= Beginning of Section =

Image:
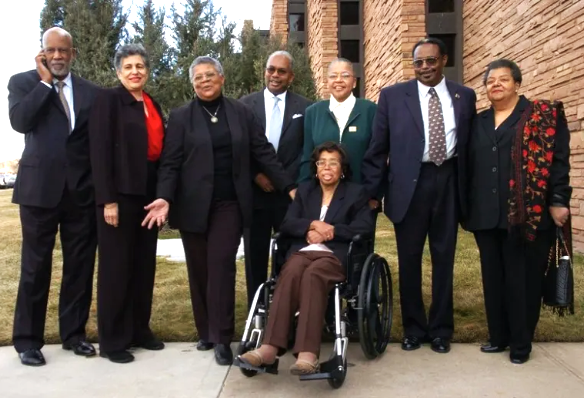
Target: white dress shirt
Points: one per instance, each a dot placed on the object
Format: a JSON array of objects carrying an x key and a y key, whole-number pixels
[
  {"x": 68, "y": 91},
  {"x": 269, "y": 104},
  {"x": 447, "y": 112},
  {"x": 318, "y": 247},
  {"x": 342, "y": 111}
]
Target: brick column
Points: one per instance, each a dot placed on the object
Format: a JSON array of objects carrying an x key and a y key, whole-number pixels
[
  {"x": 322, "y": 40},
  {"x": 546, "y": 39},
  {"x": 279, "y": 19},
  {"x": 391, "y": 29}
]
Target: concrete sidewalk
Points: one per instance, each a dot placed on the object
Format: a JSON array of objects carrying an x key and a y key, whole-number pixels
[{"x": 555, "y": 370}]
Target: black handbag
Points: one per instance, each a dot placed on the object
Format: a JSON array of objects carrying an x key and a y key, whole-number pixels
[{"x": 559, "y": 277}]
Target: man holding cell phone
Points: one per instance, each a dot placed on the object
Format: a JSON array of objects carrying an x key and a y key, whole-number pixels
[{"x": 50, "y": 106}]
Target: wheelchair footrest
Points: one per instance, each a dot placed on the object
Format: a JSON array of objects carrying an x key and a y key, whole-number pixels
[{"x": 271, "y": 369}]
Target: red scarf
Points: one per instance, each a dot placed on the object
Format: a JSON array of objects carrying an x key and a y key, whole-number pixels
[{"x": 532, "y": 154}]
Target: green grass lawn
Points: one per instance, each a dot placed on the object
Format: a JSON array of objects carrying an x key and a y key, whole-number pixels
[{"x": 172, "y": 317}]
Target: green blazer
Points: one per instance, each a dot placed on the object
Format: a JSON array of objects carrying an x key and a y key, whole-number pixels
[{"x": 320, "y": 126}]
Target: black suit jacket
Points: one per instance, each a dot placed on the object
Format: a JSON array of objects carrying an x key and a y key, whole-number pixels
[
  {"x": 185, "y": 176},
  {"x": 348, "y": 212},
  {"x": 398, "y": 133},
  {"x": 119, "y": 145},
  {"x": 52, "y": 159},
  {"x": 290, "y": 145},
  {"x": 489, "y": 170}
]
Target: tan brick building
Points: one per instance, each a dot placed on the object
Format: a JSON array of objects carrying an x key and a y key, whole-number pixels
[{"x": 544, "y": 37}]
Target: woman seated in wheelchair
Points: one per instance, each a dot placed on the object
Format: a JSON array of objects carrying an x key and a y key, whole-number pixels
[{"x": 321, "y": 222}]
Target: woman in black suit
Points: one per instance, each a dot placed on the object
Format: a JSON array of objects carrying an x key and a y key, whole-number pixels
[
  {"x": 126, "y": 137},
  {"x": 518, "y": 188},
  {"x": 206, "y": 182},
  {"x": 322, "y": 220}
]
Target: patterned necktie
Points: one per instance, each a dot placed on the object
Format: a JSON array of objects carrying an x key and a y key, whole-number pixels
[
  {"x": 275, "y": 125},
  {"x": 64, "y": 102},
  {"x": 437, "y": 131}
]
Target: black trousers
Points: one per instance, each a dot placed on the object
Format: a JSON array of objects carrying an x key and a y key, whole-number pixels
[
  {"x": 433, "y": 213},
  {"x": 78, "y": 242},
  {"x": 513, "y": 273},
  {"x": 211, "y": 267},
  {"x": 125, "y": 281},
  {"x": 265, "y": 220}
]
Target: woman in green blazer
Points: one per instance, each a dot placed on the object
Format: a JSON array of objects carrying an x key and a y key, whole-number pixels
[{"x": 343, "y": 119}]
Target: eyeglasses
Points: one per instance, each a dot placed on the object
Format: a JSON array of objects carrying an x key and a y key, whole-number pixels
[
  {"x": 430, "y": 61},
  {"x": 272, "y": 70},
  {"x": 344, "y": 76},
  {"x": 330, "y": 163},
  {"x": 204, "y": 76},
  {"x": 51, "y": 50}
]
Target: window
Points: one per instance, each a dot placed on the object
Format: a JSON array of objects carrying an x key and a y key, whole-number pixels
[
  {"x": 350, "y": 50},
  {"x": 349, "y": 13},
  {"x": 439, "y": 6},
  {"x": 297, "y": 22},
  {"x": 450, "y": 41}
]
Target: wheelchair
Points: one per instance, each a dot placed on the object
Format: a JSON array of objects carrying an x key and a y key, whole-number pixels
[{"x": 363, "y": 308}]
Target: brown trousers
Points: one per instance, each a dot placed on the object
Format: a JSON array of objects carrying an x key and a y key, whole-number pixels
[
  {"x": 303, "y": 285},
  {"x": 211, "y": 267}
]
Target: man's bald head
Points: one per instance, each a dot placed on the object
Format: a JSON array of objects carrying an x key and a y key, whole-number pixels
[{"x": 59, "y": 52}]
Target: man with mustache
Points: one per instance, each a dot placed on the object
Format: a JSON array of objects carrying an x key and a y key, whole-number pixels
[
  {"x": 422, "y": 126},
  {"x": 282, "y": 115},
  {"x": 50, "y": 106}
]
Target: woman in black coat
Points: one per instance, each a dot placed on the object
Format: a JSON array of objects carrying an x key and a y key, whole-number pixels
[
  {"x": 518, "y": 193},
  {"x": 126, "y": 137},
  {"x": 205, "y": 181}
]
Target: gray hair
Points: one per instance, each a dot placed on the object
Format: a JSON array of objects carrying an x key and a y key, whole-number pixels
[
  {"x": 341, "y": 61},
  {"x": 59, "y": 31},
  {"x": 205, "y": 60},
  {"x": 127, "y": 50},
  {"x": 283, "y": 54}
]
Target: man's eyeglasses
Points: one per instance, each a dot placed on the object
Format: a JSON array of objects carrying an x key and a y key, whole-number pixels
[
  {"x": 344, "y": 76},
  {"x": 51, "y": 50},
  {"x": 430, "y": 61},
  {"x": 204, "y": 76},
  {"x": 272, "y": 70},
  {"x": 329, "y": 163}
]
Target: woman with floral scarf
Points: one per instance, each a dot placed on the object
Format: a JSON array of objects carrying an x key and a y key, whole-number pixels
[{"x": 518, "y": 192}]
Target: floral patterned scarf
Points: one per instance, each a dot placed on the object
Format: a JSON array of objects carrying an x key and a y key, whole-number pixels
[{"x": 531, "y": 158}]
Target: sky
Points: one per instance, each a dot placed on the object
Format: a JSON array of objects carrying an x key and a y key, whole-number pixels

= End of Section =

Return each record exactly as given, excluding any image.

SOLUTION TO THE PROBLEM —
Image:
Target: white dress shirt
Points: one per instance, each a dot placed on the object
Format: a JSON array of objects carrying an x key and a y key, whole-number pixels
[
  {"x": 68, "y": 91},
  {"x": 269, "y": 104},
  {"x": 447, "y": 112},
  {"x": 318, "y": 247},
  {"x": 342, "y": 111}
]
Target: brick column
Points: one per instance, each a dot placed on the object
Format: a JSON array of objects carrying an x key and a y key, whole-number pixels
[
  {"x": 322, "y": 40},
  {"x": 546, "y": 39},
  {"x": 279, "y": 19},
  {"x": 391, "y": 29}
]
Target: concrete sidewalk
Points: one per instance, each a dot placed on the object
Format: a JSON array of objects carrying an x key and a y key, whole-number pixels
[{"x": 555, "y": 370}]
Target: black handbag
Points: one per instance, each a dot placed on the object
Format: a JSON array of objects carrying an x key and a y key, whole-number pixels
[{"x": 559, "y": 277}]
Target: man holding cell phone
Points: one per instance, each a dot placed on the object
Format: a JSON array of objects carrying an x key and a y key, whole-number pixels
[{"x": 50, "y": 106}]
Target: wheelchair footrest
Points: one per instance, each a dot placed on the object
Format: a JSON array of objects carrying an x key and a y key, whole-number pixels
[{"x": 271, "y": 369}]
Target: red scarf
Points: one per instance, each a dot placed on the object
Format: a JSON array of objects carrying an x key and a y key, whole-number pixels
[{"x": 532, "y": 154}]
Target: green grass lawn
Points: one per instance, each a dot placed on the object
Format: a JSON array of objects carrying an x key and a y key, whole-number pixels
[{"x": 172, "y": 317}]
Target: green blazer
Points: one per instance, each a dot placed on the object
Format: a JSON array of objects carrying an x key and a y key, whole-number pixels
[{"x": 320, "y": 126}]
Target: black suit jacket
Points: one per instance, each a dot placed on the object
Format: a JSON array of objects carrying an x key and a y key, whole-number pixels
[
  {"x": 185, "y": 176},
  {"x": 348, "y": 212},
  {"x": 398, "y": 133},
  {"x": 119, "y": 145},
  {"x": 52, "y": 159},
  {"x": 290, "y": 145},
  {"x": 489, "y": 170}
]
Target: tan brick building
Points: one per instance, each a dot placed on the object
Format: a JSON array of objects carrying an x key and a y key, whole-number pixels
[{"x": 544, "y": 37}]
Target: woman seated in wheelchair
Points: one per instance, each a dot placed on the object
Format: a JSON array of objects carrying an x key and a y key, whole-number pixels
[{"x": 321, "y": 222}]
Target: woman in black suit
Points: one per instance, each a dot placed on the object
Format: a JSON array of objects carrying an x key and a y key, whole-number pixels
[
  {"x": 126, "y": 137},
  {"x": 518, "y": 188},
  {"x": 206, "y": 182},
  {"x": 322, "y": 220}
]
Target: patterned necktie
Points: one per instance, each a dot placed on the object
Format: a JSON array of objects carrying an x key and a y key, whole-number pixels
[
  {"x": 275, "y": 125},
  {"x": 64, "y": 102},
  {"x": 437, "y": 131}
]
Target: black trousers
Points: one per instance, each a dot placed on the object
Format: a JSON array of objects carrying an x key and a y key, whole-number pixels
[
  {"x": 433, "y": 213},
  {"x": 78, "y": 242},
  {"x": 513, "y": 273},
  {"x": 211, "y": 267},
  {"x": 125, "y": 281},
  {"x": 265, "y": 220}
]
Target: woman in green blazer
Points: one per instance, each a dot placed on the object
Format: a JSON array of objects carrying an x key and a y key, whole-number pixels
[{"x": 343, "y": 119}]
Target: eyeglasses
Points: one per instance, each a dot placed on the object
Format: a JSON array of objects carrying an x key and a y key, whole-number pixels
[
  {"x": 430, "y": 61},
  {"x": 272, "y": 70},
  {"x": 344, "y": 76},
  {"x": 330, "y": 163},
  {"x": 204, "y": 76},
  {"x": 51, "y": 50}
]
Target: window
Points: one per instance, each a dot placed on the object
Format: a JSON array of objects carrying an x key and a y key, whole-number pixels
[
  {"x": 350, "y": 50},
  {"x": 349, "y": 13},
  {"x": 439, "y": 6},
  {"x": 297, "y": 22},
  {"x": 450, "y": 41}
]
Target: wheelchair
Points: one per instance, each a dot placed on the object
Format: a JSON array of objects carrying an x key and a y key, whole-number pixels
[{"x": 363, "y": 308}]
Target: brown trousers
Points: one per instance, each a dot placed on the object
Format: a JSON array of objects carrying an x key and a y key, whole-number pixels
[
  {"x": 303, "y": 285},
  {"x": 211, "y": 267}
]
Target: man's bald head
Points: one per instance, each a dot placed on the object
Format: a JSON array of objects carrying an x key and a y key, whole-number pixels
[{"x": 59, "y": 52}]
Target: man with mustache
Points: one per instance, each a dot placed on the object
Format: a JSON array of objects carrying an x key and a y key, whole-number pixels
[
  {"x": 422, "y": 126},
  {"x": 282, "y": 115},
  {"x": 50, "y": 106}
]
Target: woman in black coat
Points: one per instance, each a dot placed on the object
Format: a JSON array of objects carrying an x key and a y key, whole-number pixels
[
  {"x": 518, "y": 193},
  {"x": 126, "y": 137},
  {"x": 205, "y": 181}
]
Target: gray hair
Points: one per instance, each a dot placed on the object
Format: a JSON array of objects carrying an x key and a y key, whole-number pixels
[
  {"x": 341, "y": 61},
  {"x": 59, "y": 31},
  {"x": 205, "y": 60},
  {"x": 127, "y": 50},
  {"x": 283, "y": 54}
]
Target: man's eyeglasses
Points: one per instance, each a dot placed on the object
Format: a JSON array of objects carrying an x key and a y key, whole-number pixels
[
  {"x": 344, "y": 76},
  {"x": 51, "y": 50},
  {"x": 430, "y": 61},
  {"x": 204, "y": 76},
  {"x": 272, "y": 70},
  {"x": 329, "y": 163}
]
Target: woman with floral scarf
Points: one per instance, each a dot placed on the object
Format: a JSON array of objects carrying an x key and a y key, whole-number pixels
[{"x": 518, "y": 192}]
Target: floral patterned scarf
Points: one per instance, each a dot placed on the object
Format: a JSON array of objects carrying an x key and a y key, whole-number pixels
[{"x": 531, "y": 158}]
Target: sky
Points: one per instance, each a dot placed on the object
Format: a JSON array of objects carrying an x key and a y key, whole-number pixels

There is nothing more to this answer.